Set every entry down again exactly, omitting none.

━━━ RECORDED DATA ━━━

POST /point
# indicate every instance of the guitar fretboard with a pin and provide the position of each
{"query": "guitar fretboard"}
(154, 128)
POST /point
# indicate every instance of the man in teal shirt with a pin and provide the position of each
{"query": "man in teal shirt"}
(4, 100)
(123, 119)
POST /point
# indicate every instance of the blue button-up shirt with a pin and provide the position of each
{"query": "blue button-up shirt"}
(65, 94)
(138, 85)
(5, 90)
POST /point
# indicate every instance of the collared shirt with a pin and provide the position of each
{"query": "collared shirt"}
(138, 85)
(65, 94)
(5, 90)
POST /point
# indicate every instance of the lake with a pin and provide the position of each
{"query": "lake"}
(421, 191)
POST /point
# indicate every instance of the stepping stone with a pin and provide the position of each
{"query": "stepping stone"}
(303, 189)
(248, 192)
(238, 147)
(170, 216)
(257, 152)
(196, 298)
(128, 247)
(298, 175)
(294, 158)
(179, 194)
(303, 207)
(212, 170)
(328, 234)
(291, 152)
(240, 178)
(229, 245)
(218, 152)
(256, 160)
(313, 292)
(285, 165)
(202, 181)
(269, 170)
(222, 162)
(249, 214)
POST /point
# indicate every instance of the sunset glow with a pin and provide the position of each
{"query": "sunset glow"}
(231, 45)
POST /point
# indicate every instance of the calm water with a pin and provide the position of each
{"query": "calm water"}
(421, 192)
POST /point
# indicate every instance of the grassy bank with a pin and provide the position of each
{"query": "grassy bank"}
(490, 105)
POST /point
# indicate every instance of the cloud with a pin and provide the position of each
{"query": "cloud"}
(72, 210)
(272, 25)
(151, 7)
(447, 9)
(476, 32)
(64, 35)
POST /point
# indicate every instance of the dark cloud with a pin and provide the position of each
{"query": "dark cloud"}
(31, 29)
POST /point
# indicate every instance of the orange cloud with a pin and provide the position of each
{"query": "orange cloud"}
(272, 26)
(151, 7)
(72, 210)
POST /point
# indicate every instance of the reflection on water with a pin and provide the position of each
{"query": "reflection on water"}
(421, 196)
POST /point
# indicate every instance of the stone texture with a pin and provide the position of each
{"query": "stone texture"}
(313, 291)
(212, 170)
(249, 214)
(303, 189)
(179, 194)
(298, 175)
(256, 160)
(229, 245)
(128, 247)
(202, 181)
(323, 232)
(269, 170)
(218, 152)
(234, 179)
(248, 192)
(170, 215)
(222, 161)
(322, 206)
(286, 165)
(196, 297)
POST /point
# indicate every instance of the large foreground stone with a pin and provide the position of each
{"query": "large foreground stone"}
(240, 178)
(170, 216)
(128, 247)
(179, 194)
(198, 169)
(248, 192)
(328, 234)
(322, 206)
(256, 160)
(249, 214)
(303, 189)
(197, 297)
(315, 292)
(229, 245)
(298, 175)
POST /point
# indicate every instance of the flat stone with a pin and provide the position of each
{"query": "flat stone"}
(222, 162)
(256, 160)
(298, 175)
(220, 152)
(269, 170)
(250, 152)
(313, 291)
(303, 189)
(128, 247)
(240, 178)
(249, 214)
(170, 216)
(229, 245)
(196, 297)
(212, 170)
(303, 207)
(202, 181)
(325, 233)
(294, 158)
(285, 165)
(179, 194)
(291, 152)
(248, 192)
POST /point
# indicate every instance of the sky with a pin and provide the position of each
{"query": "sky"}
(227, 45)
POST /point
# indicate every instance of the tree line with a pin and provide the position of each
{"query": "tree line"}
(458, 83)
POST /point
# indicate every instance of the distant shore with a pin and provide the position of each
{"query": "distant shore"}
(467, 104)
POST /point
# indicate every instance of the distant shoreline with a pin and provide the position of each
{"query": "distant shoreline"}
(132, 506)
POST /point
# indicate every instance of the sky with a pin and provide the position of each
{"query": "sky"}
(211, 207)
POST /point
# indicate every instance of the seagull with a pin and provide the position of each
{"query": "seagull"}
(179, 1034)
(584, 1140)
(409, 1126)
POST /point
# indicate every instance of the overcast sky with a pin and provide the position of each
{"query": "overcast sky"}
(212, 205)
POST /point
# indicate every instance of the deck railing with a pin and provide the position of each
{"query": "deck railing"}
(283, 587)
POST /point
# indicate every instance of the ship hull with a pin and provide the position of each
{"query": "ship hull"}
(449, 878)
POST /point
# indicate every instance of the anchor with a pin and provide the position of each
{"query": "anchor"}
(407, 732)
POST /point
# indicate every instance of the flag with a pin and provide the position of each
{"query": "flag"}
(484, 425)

━━━

**YOUR RESPONSE**
POST /point
# indicate every instance of the guitar fretboard with a pin and provide the position of each
{"query": "guitar fretboard"}
(154, 128)
POST /point
# indicate every instance of the man in teal shirt with a pin and provide the position of each
{"query": "man in teal shirt"}
(4, 100)
(123, 119)
POST /point
# indicate every instance of the blue button-up shirt with a pin and provide the position of each
{"query": "blue button-up shirt"}
(65, 94)
(138, 85)
(5, 90)
POST /point
# indicate every instance of the collared shirt with a pin and provide the position of each
{"query": "collared shirt"}
(138, 85)
(65, 94)
(5, 90)
POST /point
# indicate every instance of the lake with a pin and provide the position of each
{"query": "lake"}
(421, 191)
POST /point
# indicate every instance of the stepping stone with a pin and provide the position of each
{"query": "stepping stone"}
(303, 189)
(248, 192)
(238, 147)
(170, 216)
(257, 152)
(196, 298)
(128, 247)
(298, 175)
(294, 158)
(179, 194)
(303, 207)
(212, 170)
(328, 234)
(291, 152)
(240, 178)
(229, 245)
(218, 152)
(256, 160)
(313, 292)
(285, 165)
(202, 181)
(269, 170)
(222, 162)
(249, 214)
POST /point
# indicate every instance of the sunset glow with a pin and provide the position of each
{"query": "sunset glow"}
(231, 45)
POST /point
# indicate every instance of the calm water with a pin and provide the position of each
{"query": "calm water"}
(421, 192)
POST /point
# indicate every instance of the grassy bank with a pin and provide the position of each
{"query": "grassy bank"}
(490, 105)
POST /point
# indicate every instance of the cloud with a pin and provide the position of each
{"query": "cloud"}
(72, 210)
(272, 25)
(151, 7)
(447, 9)
(476, 32)
(64, 35)
POST /point
# indicate every instance of the dark cloud with a pin and provide the position of each
{"query": "dark cloud"}
(31, 29)
POST /point
# indicate every instance of the orange cloud with a pin and provide the position of each
{"query": "orange cloud"}
(272, 26)
(151, 7)
(72, 210)
POST /point
# indicate every instance of the reflection on water with a pin and provide the position of each
{"query": "reflection on water"}
(421, 196)
POST /point
# indicate every instance of the stone texture with a pin and provide the position of each
{"query": "stone texture"}
(313, 291)
(212, 170)
(249, 214)
(303, 189)
(179, 194)
(298, 175)
(256, 160)
(229, 245)
(128, 247)
(202, 181)
(323, 232)
(269, 170)
(218, 152)
(234, 179)
(248, 192)
(170, 215)
(222, 161)
(322, 206)
(286, 165)
(196, 297)
POST /point
# indicate every instance of the large foreground stone with a pin and provide the position of each
{"query": "large foreground stone"}
(240, 178)
(170, 216)
(128, 247)
(179, 194)
(198, 169)
(248, 192)
(328, 234)
(322, 206)
(256, 160)
(249, 214)
(303, 189)
(197, 297)
(315, 292)
(229, 245)
(298, 175)
POST /point
# indicate every instance of the flat stone with a pin and provide the position of each
{"query": "flat stone"}
(222, 162)
(256, 160)
(298, 175)
(220, 152)
(269, 170)
(250, 152)
(313, 291)
(303, 189)
(128, 247)
(240, 178)
(249, 214)
(170, 216)
(229, 245)
(196, 297)
(212, 170)
(303, 207)
(202, 181)
(325, 233)
(294, 158)
(285, 165)
(179, 194)
(291, 152)
(248, 192)
POST /point
# indicate every instance of the sky with a pin and provide the position of each
{"query": "sky"}
(227, 45)
POST /point
# indicate every instance of the tree line with a pin and provide the position of each
{"query": "tree line"}
(458, 83)
POST /point
# indicate every instance of the distant shore with a pin and provide the position of each
{"query": "distant shore"}
(467, 104)
POST /point
# indicate every instance of the distant shoreline with a pin and provide the position of each
{"query": "distant shoreline"}
(132, 506)
POST /point
# indicate every instance of the sky with a pin and provide the position of each
{"query": "sky"}
(211, 207)
POST /point
# indicate every instance of the seagull with a pin and provide the position of each
{"query": "seagull"}
(179, 1034)
(584, 1140)
(409, 1126)
POST /point
# indicate every instance of the overcast sky with a pin and provide the position of each
{"query": "overcast sky"}
(212, 205)
POST /point
# indicate every instance of the deck railing with a pin and provide the position of each
{"query": "deck railing"}
(283, 587)
POST /point
# indicate every instance of the ship hull with a pin and provide the position of each
{"query": "ship hull"}
(449, 878)
POST /point
# indicate every instance of the anchor with a pin and provide the position of each
{"query": "anchor"}
(407, 732)
POST /point
# indicate every instance of the flag with a pin and provide the position of each
{"query": "flag"}
(484, 425)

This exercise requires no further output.